### Input ###

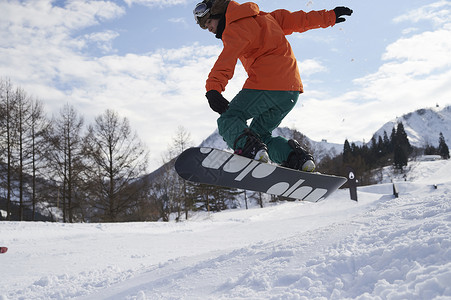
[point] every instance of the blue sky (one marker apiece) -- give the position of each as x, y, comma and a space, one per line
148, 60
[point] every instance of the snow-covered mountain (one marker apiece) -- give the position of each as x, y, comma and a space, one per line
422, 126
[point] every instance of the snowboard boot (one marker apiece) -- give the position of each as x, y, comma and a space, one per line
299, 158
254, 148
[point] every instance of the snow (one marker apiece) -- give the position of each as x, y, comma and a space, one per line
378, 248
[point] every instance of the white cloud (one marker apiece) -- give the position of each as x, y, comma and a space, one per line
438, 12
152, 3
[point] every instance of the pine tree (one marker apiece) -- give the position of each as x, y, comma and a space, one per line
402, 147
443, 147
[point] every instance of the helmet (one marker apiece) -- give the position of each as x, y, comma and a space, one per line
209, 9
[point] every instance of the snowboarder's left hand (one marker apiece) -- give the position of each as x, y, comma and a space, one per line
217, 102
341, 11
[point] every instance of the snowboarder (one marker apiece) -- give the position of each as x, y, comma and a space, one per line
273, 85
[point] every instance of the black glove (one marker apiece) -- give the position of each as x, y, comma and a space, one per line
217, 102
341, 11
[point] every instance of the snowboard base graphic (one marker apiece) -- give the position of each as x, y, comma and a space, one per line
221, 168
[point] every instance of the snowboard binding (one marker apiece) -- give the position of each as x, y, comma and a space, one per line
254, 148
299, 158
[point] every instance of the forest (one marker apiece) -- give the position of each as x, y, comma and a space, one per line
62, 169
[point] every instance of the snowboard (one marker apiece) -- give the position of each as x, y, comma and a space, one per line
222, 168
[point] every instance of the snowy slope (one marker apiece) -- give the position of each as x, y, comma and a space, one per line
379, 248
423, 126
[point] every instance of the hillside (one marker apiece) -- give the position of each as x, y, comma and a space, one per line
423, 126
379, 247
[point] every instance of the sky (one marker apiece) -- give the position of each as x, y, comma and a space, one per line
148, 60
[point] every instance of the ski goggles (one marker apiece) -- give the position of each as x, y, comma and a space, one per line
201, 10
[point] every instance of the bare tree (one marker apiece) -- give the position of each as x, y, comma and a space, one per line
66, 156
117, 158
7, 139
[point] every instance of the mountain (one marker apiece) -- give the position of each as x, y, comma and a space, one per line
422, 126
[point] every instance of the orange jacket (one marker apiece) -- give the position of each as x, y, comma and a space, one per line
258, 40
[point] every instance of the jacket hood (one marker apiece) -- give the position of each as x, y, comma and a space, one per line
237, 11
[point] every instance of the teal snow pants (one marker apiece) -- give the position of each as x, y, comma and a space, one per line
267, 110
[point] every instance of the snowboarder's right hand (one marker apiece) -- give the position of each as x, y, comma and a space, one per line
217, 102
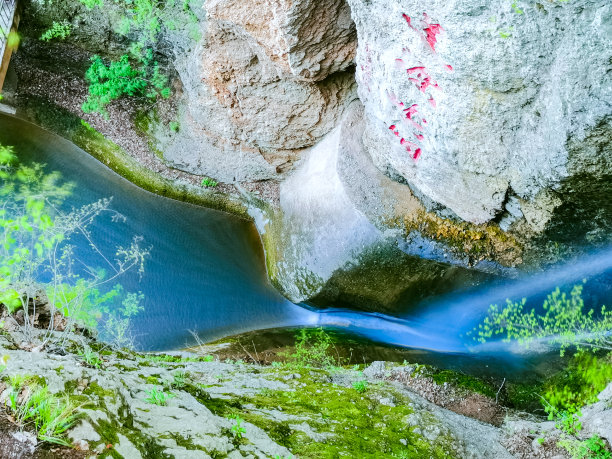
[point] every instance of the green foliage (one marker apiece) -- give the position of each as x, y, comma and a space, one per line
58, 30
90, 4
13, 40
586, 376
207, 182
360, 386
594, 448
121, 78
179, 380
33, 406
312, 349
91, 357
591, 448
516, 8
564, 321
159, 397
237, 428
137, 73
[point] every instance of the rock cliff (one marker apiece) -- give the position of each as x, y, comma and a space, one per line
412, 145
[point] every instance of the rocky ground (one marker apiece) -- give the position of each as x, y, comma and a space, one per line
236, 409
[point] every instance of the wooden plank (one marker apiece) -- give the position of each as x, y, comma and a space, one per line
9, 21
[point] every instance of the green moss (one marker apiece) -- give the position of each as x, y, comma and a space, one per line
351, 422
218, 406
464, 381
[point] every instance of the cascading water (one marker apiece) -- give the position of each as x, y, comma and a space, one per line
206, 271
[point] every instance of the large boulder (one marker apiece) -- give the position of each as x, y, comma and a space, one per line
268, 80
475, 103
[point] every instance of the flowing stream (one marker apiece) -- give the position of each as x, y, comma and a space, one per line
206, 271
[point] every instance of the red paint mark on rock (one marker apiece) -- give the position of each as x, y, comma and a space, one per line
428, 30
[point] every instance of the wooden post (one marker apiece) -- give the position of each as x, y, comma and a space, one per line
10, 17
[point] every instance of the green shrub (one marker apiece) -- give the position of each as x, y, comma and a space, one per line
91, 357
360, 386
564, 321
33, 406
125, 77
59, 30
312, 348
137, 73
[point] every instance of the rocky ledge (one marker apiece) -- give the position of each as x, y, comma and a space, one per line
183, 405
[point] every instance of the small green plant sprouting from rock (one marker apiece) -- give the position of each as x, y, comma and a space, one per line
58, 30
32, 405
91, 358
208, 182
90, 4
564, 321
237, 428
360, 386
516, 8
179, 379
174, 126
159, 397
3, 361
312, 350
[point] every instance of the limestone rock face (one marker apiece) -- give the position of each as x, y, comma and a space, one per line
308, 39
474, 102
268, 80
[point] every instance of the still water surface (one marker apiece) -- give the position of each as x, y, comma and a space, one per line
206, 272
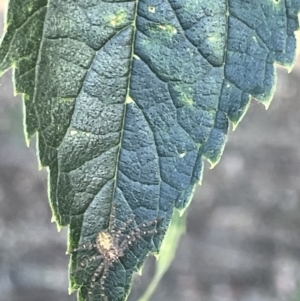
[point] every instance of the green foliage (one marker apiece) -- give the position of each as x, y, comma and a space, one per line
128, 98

###
### Input ###

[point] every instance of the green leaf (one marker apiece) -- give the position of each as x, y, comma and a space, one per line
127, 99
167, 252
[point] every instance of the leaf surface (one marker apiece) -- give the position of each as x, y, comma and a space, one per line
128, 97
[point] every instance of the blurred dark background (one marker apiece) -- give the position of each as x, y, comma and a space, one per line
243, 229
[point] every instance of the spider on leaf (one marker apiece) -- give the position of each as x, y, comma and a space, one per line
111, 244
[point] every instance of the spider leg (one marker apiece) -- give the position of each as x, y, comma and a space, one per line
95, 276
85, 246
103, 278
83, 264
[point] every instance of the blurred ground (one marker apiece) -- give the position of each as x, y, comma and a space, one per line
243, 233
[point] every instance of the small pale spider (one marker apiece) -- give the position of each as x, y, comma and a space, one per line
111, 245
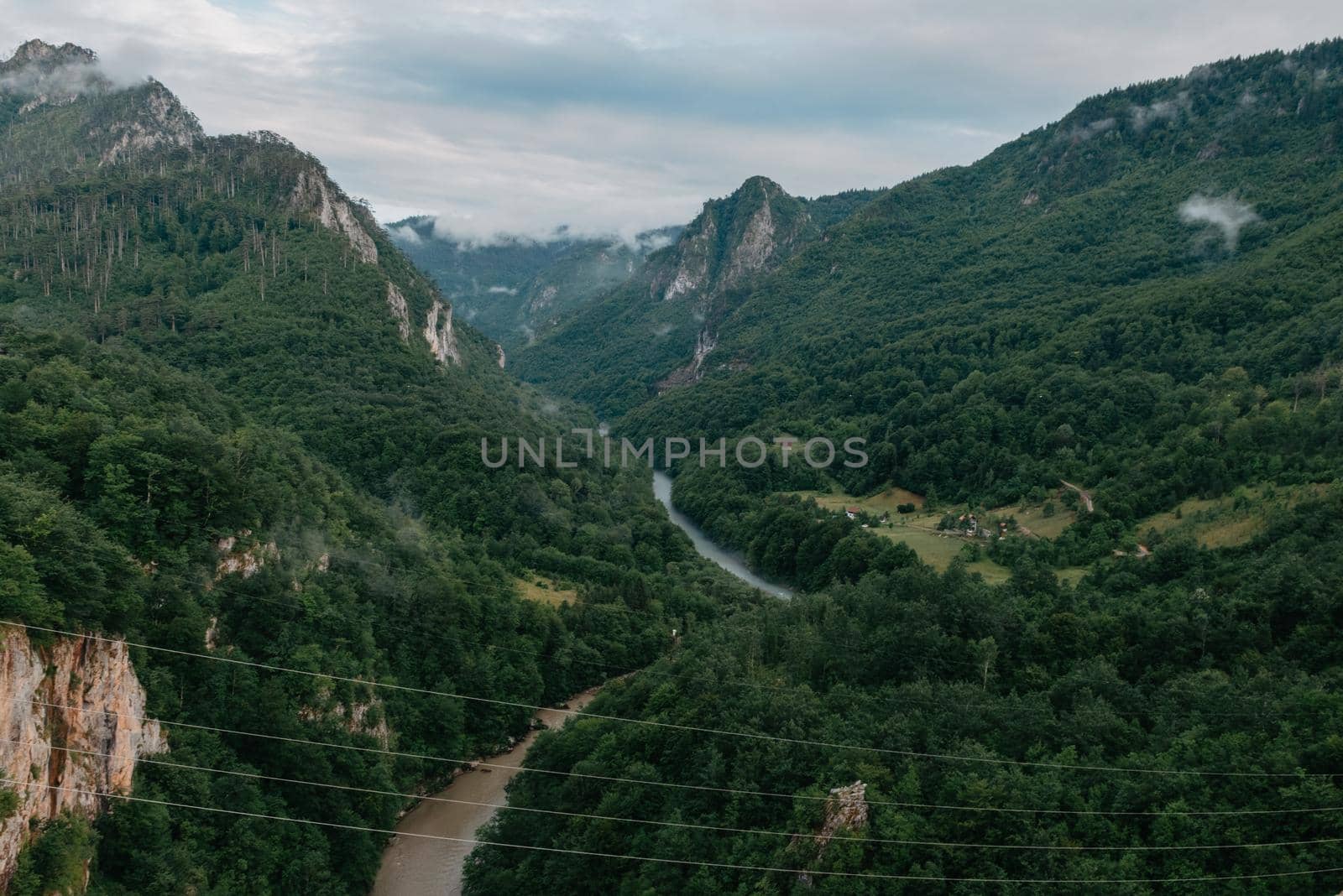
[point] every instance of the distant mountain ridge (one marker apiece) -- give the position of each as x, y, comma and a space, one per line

###
### Input ###

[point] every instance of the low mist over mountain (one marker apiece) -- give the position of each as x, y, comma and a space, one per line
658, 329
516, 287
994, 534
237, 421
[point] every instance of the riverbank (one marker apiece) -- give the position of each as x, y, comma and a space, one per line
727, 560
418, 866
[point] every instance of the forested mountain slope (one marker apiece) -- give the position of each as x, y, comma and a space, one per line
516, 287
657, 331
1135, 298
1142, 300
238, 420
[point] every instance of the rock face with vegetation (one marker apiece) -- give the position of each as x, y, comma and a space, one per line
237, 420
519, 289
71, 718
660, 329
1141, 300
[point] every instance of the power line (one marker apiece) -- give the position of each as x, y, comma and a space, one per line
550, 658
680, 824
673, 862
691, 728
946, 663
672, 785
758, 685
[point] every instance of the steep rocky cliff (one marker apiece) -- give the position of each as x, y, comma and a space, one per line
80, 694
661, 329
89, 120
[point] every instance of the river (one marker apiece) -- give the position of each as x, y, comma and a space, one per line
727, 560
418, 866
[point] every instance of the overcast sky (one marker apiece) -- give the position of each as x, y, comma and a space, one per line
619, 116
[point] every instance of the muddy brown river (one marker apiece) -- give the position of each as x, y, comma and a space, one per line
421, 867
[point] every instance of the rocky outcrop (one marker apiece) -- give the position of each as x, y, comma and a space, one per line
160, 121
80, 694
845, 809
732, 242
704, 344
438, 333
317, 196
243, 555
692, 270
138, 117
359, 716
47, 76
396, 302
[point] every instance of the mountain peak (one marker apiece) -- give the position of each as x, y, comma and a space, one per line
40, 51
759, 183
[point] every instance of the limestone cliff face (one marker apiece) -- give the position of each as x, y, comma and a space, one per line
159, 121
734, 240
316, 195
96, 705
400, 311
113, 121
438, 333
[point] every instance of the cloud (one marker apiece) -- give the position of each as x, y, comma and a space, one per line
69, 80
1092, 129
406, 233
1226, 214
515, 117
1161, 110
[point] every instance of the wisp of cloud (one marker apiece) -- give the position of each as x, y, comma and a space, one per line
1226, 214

###

> _Exercise_
Every line above from the one with "[point] every instance of the small pale" down to the one with "[point] every instance of the distant" must be written out exactly, and no picture may appear.

> _Response to this exercise_
[point] every instance of the small pale spider (one marker apiece) -- give the position of each as x, y, comma and a space, one per line
111, 245
[point] every instance of the distant mountain ridge (one marker apiece) -- give the position of each as x, y, comma and a space, one per line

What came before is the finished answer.